- **CHALLENGE A**: Reproduce these records word for word, starting at the beginning of the records and going on through the line that contains "449), (796, 449)]]".

- **PROVIDED PASSAGE**:
** BEGIN **

# LICENSE NOTES
---
This material was develop by [Prof. Wladmir Cardoso Brandão](http://www.wladmirbrandao.com) and is distributed under the [Creative Commons Attribution-NonCommercial License (CC BY-NC)](https://creativecommons.org/licenses/by-nc/4.0/), what means that anyone can share and adapt the material for non-commercial purposes, since acknowledging it but with no license to derivative it on the same terms.

# Text Processing
---

There are several problems that must be addressed to process text, such as symbol segmentation and removal, and term transformation. In this notebook, one present  approaches to address the most usual problems. [Documents](https://en.wikipedia.org/wiki/Document) are information items that represent thoughts. Text documents are usually composed by sentences, i.e., logically linked sequence of [words (or terms)](https://en.wikipedia.org/wiki/Word) and punctuation characters. 

In [0]:
try:
    import nltk    
except:
    !pip install -U nltk
    import nltk
import re

In [0]:
from nltk import word_tokenize
nltk.download('punkt')

[nltk_data] Downloading package punkt to /root/nltk_data...
[nltk_data]   Package punkt is already up-to-date!


True

In [0]:
text = "Men, plans, an astonishing canal - Panama."

## Tokenization
[Tokenization](https://en.wikipedia.org/wiki/Lexical_analysis#Tokenization) is the process of demarcating sections (tokens) of a string. Particullarly, a tokenizer is a [text segmentation](https://en.wikipedia.org/wiki/Text_segmentation#Word_segmentation) approach that divides a string into its component tokens.

In [0]:
tokens = word_tokenize(text)
tokens

['Men', ',', 'plans', ',', 'an', 'astonishing', 'canal', '-', 'Panama', '.']

## Normalization
[Token Normalization](https://nlp.stanford.edu/IR-book/html/htmledition/normalization-equivalence-classing-of-terms-1.html) is the process of canonicalizing tokens so that matches occur despite superficial differences in the character sequences of the tokens. For instance, the tokens *"USA"* and *"U.S.A"* shoud be canonized to *"usa"*. Token normalization includes lower case reduction, accent and diacritic removal, and canonicalizing of acronyms, currency, date and hyphenated words.

In [0]:
tokens = [token.lower() for token in tokens]
tokens

['men', ',', 'plans', ',', 'an', 'astonishing', 'canal', '-', 'panama', '.']

## Filtering
Token Filtering is the process to remove unusefull tokens, such as punctuation and special characters.

In [0]:
regex = r"(?<!\d)[.,;:-](?!\d)"
tokens = [re.sub(regex, "", token, 0) for token in tokens]
tokens = filter(None, tokens)
tokens

<filter at 0x7f46065ca0f0>

## Lemmatization

---

[Lemmatization](https://nlp.stanford.edu/IR-book/html/htmledition/stemming-and-lemmatization-1.html) is the process of removing inflectional endings to return the base or dictionary form of a word, the *lemma*, by using of a vocabulary and morphological analysis of words.

In [0]:
from nltk.stem import WordNetLemmatizer
nltk.download("wordnet")

[nltk_data] Downloading package wordnet to /root/nltk_data...
[nltk_data]   Package wordnet is already up-to-date!

** END **

- **CHALLENGE B**: Quote the text processing notebook exactly, starting with "## Normalization" and going on through "and hyphenated words.".

- **SUPPLIED ENTRIES**:

** BEGIN **

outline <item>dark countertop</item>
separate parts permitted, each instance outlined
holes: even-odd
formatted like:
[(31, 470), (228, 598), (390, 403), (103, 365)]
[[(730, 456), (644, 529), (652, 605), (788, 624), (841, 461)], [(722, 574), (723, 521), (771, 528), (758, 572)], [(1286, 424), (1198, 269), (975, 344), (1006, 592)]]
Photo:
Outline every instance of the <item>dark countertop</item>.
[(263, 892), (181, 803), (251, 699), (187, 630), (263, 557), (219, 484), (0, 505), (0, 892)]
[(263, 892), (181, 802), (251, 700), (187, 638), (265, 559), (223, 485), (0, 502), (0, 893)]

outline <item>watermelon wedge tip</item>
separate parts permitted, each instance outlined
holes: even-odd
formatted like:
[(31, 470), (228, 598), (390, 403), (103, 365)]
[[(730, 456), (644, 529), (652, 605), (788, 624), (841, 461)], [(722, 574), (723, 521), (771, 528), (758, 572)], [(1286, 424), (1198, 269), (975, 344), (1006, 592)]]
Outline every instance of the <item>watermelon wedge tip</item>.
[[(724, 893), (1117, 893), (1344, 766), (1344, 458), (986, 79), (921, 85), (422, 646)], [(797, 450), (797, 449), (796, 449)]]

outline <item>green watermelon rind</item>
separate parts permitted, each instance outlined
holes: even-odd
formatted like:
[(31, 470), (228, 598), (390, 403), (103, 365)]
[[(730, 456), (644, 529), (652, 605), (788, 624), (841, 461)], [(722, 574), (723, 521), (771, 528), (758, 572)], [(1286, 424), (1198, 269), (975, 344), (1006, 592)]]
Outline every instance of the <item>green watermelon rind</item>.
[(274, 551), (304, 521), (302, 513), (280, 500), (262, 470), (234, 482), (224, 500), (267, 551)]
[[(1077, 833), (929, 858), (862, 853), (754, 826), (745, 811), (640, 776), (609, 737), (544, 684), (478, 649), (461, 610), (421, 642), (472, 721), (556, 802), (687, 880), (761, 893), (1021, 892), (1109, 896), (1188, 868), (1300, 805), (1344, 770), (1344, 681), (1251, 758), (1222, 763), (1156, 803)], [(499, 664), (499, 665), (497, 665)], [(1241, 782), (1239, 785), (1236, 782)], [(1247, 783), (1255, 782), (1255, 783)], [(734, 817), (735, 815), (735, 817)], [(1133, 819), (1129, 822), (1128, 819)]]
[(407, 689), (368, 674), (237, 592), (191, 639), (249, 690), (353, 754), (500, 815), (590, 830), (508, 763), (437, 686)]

** END **

- **EXERCISE SOLUTION A**:
outline <item>dark countertop</item>
separate parts permitted, each instance outlined
holes: even-odd
formatted like:
[(31, 470), (228, 598), (390, 403), (103, 365)]
[[(730, 456), (644, 529), (652, 605), (788, 624), (841, 461)], [(722, 574), (723, 521), (771, 528), (758, 572)], [(1286, 424), (1198, 269), (975, 344), (1006, 592)]]
Photo:
Outline every instance of the <item>dark countertop</item>.
[(263, 892), (181, 803), (251, 699), (187, 630), (263, 557), (219, 484), (0, 505), (0, 892)]
[(263, 892), (181, 802), (251, 700), (187, 638), (265, 559), (223, 485), (0, 502), (0, 893)]

outline <item>watermelon wedge tip</item>
separate parts permitted, each instance outlined
holes: even-odd
formatted like:
[(31, 470), (228, 598), (390, 403), (103, 365)]
[[(730, 456), (644, 529), (652, 605), (788, 624), (841, 461)], [(722, 574), (723, 521), (771, 528), (758, 572)], [(1286, 424), (1198, 269), (975, 344), (1006, 592)]]
Outline every instance of the <item>watermelon wedge tip</item>.
[[(724, 893), (1117, 893), (1344, 766), (1344, 458), (986, 79), (921, 85), (422, 646)], [(797, 450), (797, 449), (796, 449)]]

- **EXERCISE SOLUTION B**:
## Normalization
[Token Normalization](https://nlp.stanford.edu/IR-book/html/htmledition/normalization-equivalence-classing-of-terms-1.html) is the process of canonicalizing tokens so that matches occur despite superficial differences in the character sequences of the tokens. For instance, the tokens *"USA"* and *"U.S.A"* shoud be canonized to *"usa"*. Token normalization includes lower case reduction, accent and diacritic removal, and canonicalizing of acronyms, currency, date and hyphenated words.